▸ Exercise requirements: Going down the data below, set down exactly the line with "winding tidal creek." and each line after it through the line with "dirt farm path."; no other lines.

++++++++

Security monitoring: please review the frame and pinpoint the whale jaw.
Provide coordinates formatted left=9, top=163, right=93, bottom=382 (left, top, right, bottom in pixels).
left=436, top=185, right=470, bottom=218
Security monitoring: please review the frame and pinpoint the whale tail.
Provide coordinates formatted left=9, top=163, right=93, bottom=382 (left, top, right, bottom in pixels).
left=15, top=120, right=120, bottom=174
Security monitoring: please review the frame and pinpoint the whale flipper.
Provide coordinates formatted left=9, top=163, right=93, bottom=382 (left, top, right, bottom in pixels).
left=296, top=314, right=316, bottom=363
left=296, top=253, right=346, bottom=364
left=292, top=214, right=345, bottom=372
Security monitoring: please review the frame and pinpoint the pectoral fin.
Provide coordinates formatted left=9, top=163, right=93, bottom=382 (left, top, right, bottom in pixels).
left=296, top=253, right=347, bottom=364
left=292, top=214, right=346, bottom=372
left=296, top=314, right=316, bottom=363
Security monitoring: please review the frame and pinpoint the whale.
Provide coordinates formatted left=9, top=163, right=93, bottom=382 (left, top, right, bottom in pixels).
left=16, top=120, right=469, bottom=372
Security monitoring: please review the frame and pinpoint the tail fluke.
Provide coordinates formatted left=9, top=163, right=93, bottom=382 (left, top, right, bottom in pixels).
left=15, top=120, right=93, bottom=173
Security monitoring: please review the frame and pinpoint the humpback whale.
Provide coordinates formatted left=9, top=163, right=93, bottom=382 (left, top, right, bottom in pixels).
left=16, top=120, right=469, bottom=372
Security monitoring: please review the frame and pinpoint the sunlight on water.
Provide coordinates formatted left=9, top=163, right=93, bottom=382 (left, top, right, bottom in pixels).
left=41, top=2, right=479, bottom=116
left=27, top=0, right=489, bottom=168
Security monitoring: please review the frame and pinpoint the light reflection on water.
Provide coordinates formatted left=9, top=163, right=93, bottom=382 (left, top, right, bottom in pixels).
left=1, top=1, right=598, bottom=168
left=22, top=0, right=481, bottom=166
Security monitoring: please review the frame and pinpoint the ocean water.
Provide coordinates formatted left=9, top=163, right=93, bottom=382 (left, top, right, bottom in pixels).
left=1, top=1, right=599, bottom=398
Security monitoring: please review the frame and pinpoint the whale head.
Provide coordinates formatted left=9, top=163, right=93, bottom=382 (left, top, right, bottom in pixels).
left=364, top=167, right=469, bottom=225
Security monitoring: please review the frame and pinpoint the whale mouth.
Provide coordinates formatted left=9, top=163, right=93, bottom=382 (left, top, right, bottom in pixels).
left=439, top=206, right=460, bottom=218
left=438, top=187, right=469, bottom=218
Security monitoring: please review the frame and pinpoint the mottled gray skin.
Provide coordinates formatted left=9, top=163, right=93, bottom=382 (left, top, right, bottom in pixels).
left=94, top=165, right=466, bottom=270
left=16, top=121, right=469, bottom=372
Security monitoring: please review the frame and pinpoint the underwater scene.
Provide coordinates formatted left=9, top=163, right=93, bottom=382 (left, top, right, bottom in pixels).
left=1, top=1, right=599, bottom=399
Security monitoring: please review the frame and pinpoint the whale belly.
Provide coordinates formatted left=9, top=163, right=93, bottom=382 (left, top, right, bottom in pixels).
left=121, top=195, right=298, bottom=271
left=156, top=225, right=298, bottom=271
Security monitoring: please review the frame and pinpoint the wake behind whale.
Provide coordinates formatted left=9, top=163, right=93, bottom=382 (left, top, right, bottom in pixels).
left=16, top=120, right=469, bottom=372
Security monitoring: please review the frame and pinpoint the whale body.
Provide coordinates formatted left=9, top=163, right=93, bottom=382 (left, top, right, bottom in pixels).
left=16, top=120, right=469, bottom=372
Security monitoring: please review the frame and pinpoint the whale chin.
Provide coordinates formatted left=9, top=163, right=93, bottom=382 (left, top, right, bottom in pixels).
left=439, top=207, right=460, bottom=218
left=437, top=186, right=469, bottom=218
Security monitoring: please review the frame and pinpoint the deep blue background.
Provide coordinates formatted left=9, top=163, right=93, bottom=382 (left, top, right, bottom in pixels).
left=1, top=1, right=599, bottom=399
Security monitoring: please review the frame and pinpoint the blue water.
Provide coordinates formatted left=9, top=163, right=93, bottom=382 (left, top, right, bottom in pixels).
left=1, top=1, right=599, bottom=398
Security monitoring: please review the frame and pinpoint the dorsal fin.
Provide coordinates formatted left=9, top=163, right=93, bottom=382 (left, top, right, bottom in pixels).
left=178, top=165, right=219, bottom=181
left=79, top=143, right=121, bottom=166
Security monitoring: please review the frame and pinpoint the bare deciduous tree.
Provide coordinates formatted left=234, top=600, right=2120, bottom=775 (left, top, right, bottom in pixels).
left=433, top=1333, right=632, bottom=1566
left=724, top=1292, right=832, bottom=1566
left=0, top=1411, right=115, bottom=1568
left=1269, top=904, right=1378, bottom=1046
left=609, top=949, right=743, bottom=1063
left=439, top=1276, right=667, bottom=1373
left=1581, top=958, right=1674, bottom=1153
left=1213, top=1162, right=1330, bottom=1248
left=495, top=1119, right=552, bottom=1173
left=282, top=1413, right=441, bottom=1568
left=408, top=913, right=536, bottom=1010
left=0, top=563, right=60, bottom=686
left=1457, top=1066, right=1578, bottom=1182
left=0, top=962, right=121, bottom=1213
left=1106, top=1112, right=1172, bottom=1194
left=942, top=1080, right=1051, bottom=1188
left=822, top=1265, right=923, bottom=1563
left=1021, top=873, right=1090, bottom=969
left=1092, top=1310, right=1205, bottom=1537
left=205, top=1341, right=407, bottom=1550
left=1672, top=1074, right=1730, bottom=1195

++++++++

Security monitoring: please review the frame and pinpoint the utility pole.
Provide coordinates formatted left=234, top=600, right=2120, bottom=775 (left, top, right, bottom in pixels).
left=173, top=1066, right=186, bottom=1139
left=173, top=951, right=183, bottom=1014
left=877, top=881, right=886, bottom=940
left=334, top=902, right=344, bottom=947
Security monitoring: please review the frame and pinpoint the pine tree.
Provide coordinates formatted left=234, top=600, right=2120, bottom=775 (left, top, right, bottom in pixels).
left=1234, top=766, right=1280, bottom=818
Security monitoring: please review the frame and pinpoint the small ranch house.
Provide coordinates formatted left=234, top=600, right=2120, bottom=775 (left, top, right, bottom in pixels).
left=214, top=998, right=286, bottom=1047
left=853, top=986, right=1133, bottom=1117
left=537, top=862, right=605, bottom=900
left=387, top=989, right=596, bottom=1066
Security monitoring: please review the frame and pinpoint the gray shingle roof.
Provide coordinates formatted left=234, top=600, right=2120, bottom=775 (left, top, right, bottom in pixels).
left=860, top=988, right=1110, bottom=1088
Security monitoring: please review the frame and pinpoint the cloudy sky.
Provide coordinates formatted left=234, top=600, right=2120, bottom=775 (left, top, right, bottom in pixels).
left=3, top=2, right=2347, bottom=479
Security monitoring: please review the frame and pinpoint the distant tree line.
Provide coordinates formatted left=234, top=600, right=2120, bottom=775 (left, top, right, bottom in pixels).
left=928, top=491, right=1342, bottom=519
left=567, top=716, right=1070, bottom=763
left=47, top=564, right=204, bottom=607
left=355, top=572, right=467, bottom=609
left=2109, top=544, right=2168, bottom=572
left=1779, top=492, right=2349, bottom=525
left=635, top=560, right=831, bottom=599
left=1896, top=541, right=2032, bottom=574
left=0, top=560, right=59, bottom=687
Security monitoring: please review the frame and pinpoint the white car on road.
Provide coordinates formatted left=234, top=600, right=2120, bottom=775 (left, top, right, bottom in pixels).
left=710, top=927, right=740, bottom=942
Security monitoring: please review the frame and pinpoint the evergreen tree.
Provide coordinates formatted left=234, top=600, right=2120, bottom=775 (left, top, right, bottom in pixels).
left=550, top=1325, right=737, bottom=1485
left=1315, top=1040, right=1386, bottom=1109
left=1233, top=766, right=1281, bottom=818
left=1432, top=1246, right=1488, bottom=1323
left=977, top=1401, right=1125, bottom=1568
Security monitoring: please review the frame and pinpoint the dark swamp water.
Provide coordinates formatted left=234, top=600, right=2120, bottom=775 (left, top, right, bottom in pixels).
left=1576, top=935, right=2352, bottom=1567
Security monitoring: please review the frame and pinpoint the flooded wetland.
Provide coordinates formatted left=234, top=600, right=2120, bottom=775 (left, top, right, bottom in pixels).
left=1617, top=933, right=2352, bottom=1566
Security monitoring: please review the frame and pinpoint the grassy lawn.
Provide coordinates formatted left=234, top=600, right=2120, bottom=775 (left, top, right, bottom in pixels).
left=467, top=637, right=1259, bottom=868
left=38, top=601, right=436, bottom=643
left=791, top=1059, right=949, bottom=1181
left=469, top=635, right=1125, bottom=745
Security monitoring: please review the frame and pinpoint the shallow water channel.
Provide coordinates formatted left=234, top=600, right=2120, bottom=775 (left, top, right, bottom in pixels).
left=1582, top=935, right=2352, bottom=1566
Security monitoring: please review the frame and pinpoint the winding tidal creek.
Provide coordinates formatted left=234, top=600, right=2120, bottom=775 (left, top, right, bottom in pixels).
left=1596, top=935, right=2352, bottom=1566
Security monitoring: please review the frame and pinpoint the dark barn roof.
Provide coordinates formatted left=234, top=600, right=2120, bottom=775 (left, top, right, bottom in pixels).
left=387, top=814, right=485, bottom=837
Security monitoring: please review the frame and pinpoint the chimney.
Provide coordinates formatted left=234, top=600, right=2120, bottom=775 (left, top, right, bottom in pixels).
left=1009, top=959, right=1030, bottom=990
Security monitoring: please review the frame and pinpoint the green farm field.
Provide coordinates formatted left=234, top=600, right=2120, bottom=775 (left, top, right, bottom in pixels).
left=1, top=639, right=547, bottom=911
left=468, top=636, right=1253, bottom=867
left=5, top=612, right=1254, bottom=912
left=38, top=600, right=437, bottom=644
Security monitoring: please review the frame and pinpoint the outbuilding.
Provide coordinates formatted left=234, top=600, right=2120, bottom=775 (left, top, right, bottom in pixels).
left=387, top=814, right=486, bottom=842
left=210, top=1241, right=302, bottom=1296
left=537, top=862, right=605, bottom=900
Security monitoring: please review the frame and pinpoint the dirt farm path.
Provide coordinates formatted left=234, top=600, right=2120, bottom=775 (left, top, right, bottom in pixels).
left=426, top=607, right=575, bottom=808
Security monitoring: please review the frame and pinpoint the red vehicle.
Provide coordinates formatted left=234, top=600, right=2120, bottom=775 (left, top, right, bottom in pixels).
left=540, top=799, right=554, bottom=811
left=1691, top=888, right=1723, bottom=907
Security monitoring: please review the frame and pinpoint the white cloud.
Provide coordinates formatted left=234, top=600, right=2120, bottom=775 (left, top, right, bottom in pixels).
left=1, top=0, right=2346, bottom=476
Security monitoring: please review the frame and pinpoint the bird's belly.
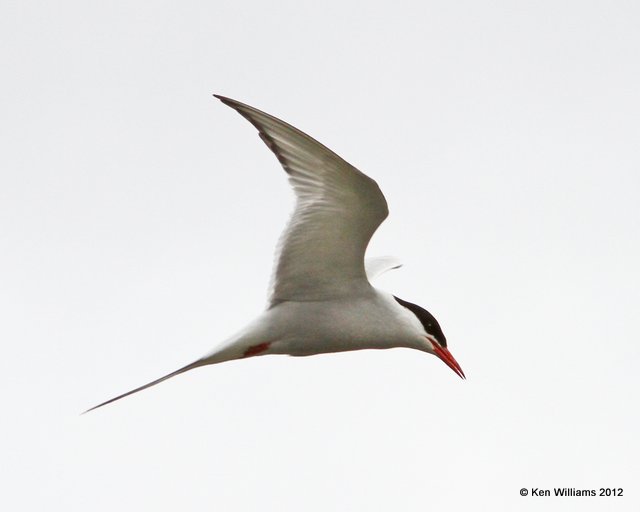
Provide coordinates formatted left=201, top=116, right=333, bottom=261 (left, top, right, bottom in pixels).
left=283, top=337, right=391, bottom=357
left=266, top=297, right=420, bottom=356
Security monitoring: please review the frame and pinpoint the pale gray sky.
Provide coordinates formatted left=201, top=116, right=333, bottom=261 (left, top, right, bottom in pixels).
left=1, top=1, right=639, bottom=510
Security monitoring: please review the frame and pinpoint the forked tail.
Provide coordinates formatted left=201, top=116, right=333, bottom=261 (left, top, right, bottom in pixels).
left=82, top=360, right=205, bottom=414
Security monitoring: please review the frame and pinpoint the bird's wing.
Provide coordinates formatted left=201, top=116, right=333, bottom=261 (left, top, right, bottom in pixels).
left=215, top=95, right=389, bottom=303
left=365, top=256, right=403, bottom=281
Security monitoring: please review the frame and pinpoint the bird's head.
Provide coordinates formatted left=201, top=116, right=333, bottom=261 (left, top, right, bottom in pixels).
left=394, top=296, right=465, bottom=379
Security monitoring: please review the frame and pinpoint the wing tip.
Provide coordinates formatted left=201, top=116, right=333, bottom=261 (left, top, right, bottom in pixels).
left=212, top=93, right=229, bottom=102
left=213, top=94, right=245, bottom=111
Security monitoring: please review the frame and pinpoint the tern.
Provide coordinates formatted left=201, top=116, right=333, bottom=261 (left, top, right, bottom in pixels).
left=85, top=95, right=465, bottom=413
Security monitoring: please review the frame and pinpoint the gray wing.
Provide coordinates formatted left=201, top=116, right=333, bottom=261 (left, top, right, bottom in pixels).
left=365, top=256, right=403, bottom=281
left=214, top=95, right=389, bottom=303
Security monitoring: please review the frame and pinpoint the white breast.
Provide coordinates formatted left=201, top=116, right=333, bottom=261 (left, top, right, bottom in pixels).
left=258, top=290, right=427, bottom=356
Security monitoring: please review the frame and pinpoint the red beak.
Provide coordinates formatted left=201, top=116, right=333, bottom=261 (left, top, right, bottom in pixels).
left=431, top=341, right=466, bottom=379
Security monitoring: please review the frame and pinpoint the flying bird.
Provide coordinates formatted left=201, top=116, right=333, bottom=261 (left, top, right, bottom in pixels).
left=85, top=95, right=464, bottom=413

++++++++

▸ Answer to the problem:
Security monitoring: please review the frame and pinpoint the winding tidal creek.
Provide coordinates formatted left=234, top=600, right=2120, bottom=775 (left, top, right, bottom in pixels).
left=1596, top=935, right=2352, bottom=1566
Security monitoring: please review the frame and pinpoint the dark barn roof.
Provide coordinates formatted left=234, top=600, right=2120, bottom=775 (left, top, right, bottom in pixels).
left=387, top=814, right=485, bottom=837
Security monitoring: please review the frame and pinpoint the chimney.
Provide coordinates formatted left=234, top=600, right=2120, bottom=775 (left, top, right, bottom in pixels).
left=1009, top=959, right=1030, bottom=990
Security monitoring: please review the frame and pinpoint the green farm field.
Provide coordinates formatted left=234, top=600, right=2120, bottom=775 (left, top, right, bottom in pixels).
left=1, top=639, right=547, bottom=911
left=468, top=636, right=1253, bottom=867
left=5, top=612, right=1254, bottom=912
left=38, top=600, right=437, bottom=644
Security monitoring: please review the frame and pinpoint the outbuilding.
Provide coordinates formatted left=234, top=600, right=2120, bottom=775 (left, top, right, bottom in pixels).
left=387, top=814, right=486, bottom=842
left=210, top=1241, right=302, bottom=1296
left=537, top=862, right=605, bottom=900
Security monitoring: please review the frame and pinpoint the dirt farm path.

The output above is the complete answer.